=== EXTRACTED ENTRIES ===
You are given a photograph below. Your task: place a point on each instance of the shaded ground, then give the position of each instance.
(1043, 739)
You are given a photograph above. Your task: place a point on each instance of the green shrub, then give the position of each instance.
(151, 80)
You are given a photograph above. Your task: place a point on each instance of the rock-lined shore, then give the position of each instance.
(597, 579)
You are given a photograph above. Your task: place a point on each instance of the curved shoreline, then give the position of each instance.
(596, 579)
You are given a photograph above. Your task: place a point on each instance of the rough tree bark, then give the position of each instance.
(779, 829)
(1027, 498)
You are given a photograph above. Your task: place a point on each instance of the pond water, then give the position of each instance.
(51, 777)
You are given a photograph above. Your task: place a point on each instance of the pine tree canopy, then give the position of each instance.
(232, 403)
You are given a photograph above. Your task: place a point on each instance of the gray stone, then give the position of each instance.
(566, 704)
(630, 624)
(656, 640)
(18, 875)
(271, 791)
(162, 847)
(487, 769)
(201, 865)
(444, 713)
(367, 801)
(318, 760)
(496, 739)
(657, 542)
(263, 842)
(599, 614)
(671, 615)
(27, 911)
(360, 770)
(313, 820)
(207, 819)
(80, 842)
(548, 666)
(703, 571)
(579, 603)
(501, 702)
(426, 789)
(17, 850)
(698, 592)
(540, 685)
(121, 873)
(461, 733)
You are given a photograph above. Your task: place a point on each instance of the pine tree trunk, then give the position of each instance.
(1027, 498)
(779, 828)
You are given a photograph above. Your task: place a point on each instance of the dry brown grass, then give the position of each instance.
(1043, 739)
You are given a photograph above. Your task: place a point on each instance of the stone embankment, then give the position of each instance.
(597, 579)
===
_REQUIRED WORK_. Render the lines of the entries above as a numbered list, starting at the line that contains "stone, then give the position of each instance." and ending at the last line of the entries, with blank lines omitted.

_SOLUTION FOR THIS PROBLEM_.
1. You are given a photograph above. Your task: place a point on each instance of the gray stone, then give the position of each instance.
2. (566, 704)
3. (630, 624)
4. (656, 640)
5. (18, 875)
6. (271, 791)
7. (162, 847)
8. (487, 769)
9. (201, 865)
10. (444, 713)
11. (367, 801)
12. (318, 760)
13. (496, 739)
14. (657, 542)
15. (263, 842)
16. (599, 614)
17. (671, 615)
18. (27, 911)
19. (360, 770)
20. (313, 820)
21. (207, 819)
22. (80, 842)
23. (548, 666)
24. (703, 571)
25. (579, 603)
26. (501, 702)
27. (426, 789)
28. (17, 850)
29. (698, 592)
30. (540, 685)
31. (121, 873)
32. (461, 733)
33. You are given a photograph above. Your task: place a point on each instance of the pine tree trunk, then give the position of each instance.
34. (1027, 498)
35. (779, 828)
36. You are given a photograph above. Your task: place a point on each instance of the dry brown grass, then give the position of each instance.
37. (1043, 739)
38. You are given a photograph above. Your task: place a point on each instance of the stone embankment, then give the position of each instance.
39. (597, 579)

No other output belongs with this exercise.